* WHAT YOU HAVE TO DO
Report all lines of the data below that hold the word "field".

** TASK DATA follows **

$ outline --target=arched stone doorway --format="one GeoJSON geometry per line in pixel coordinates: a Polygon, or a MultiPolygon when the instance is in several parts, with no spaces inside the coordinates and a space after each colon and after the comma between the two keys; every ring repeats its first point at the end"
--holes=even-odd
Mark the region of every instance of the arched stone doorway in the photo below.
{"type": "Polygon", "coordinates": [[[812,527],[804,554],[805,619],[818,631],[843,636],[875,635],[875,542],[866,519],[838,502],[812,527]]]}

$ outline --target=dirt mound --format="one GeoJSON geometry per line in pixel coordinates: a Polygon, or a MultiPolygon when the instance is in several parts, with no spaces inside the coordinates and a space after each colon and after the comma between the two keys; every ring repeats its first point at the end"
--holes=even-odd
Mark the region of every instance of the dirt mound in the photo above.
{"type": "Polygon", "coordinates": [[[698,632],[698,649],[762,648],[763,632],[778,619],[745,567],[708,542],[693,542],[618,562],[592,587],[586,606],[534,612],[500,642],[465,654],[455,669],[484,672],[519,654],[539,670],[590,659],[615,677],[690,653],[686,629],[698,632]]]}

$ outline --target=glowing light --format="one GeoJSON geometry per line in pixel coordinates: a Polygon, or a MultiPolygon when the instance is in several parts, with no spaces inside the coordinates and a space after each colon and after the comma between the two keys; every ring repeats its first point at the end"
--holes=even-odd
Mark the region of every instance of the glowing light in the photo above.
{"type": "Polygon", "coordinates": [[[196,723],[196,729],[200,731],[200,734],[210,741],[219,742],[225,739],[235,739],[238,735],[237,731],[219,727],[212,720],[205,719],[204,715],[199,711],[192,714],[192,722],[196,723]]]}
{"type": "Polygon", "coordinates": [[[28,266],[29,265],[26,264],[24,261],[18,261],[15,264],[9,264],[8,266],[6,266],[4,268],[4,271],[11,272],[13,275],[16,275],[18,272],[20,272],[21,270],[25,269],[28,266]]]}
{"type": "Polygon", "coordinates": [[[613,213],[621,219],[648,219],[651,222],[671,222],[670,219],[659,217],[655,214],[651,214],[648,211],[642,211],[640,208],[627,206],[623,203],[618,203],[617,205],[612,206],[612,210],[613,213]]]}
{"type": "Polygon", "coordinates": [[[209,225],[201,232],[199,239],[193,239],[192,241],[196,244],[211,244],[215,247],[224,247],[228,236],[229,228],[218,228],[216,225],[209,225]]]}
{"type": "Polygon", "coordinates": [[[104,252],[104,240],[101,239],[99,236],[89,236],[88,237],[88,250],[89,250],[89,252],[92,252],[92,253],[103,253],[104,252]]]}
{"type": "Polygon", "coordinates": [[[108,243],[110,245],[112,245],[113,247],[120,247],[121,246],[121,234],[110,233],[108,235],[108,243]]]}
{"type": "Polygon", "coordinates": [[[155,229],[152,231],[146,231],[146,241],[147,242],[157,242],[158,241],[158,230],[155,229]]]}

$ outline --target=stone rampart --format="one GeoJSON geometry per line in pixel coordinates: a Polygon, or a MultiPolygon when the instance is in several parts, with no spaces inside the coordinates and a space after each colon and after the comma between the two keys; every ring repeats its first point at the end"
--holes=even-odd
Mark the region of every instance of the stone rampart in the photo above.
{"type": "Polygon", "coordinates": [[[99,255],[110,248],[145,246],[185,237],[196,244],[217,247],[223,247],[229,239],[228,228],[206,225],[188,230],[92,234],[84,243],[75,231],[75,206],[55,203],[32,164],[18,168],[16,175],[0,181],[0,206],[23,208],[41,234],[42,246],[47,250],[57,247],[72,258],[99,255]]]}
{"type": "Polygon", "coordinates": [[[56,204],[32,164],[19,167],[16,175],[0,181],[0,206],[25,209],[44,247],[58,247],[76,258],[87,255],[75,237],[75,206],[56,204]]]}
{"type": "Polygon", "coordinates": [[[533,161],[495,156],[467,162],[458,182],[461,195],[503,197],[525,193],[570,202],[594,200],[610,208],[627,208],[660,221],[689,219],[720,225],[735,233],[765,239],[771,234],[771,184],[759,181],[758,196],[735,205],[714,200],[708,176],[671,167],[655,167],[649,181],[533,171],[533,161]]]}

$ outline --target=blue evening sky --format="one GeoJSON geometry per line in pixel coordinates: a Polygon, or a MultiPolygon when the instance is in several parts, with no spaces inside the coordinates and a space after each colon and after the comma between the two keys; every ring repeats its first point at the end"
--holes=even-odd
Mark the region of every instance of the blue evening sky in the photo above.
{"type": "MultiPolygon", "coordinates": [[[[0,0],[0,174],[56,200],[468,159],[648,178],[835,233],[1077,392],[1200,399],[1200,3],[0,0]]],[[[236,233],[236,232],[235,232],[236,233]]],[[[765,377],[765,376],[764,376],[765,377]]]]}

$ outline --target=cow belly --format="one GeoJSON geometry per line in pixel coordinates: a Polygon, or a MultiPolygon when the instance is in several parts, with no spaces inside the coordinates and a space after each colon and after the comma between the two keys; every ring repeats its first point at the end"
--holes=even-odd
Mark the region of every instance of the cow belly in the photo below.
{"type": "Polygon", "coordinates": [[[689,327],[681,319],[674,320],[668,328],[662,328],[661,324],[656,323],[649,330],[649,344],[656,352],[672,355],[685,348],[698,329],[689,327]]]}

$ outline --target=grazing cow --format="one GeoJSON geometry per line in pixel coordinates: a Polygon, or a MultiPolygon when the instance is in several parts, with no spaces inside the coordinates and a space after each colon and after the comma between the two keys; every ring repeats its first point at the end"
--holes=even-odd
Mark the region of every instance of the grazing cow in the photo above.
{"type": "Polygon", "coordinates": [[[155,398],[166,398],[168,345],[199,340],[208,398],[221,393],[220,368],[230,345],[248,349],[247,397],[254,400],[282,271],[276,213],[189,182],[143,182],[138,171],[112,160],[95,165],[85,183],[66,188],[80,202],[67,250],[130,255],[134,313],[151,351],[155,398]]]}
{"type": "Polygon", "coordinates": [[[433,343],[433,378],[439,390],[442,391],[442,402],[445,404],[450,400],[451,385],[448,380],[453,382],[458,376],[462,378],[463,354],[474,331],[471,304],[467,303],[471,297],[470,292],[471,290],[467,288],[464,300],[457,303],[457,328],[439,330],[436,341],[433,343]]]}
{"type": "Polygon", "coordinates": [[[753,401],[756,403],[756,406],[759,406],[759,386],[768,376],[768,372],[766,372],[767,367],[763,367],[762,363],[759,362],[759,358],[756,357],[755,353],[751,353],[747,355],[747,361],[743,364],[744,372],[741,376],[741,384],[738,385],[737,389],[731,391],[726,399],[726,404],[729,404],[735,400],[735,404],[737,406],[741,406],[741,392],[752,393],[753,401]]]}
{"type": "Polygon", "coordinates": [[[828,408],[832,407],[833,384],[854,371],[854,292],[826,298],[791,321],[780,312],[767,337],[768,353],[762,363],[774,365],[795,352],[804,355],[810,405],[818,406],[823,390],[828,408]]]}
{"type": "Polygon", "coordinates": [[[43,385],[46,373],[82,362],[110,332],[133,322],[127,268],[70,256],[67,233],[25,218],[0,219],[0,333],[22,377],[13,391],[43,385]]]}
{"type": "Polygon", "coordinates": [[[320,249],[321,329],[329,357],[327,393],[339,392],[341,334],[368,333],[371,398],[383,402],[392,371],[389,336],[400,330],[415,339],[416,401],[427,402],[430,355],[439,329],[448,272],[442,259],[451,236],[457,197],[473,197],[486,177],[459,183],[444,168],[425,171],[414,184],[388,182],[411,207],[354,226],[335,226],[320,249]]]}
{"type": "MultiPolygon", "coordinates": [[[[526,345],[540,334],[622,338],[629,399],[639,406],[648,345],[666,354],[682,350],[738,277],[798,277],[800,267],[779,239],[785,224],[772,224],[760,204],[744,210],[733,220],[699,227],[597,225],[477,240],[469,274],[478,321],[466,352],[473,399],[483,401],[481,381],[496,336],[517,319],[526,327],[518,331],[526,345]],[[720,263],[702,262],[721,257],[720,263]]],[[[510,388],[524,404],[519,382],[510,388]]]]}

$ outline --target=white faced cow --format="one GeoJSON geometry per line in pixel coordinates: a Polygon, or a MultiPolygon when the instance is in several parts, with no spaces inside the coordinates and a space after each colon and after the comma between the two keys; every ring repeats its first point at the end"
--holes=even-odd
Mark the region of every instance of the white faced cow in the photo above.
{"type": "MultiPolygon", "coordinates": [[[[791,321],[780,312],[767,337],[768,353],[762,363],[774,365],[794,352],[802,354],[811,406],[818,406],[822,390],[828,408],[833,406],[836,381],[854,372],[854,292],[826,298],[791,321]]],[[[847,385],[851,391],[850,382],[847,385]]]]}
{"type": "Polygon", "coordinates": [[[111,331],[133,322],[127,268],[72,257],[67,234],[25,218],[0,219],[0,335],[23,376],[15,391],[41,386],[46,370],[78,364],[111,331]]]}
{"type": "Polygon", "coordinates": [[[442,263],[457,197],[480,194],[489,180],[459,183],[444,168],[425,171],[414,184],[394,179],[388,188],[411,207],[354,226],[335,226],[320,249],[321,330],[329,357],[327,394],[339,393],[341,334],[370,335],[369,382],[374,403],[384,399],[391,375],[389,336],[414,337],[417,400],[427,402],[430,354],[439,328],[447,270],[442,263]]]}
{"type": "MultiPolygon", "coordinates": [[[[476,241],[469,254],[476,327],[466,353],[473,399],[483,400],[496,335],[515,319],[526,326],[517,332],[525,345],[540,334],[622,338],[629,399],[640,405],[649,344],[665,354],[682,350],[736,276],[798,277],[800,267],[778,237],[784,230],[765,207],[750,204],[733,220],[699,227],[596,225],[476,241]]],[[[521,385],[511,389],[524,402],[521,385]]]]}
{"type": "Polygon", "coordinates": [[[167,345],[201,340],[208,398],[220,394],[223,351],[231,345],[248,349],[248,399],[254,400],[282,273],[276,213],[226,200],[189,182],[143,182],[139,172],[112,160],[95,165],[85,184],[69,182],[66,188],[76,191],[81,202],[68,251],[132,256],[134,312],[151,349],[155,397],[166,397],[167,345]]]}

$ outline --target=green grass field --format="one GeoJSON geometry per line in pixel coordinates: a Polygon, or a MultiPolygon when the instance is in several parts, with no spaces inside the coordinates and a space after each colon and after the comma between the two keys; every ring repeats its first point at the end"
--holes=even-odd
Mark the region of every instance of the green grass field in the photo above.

** End of TASK DATA **

* RESULT OF THIS TASK
$ outline --target=green grass field --format="one GeoJSON geometry per line in pixel coordinates: a Polygon, or a MultiPolygon when the instance is in several parts, with no spaces inside the coordinates and a space after each colon and after the comma between the two keys; every ring repeats its first point at the end"
Mark the region of every instance of the green grass field in the photo above.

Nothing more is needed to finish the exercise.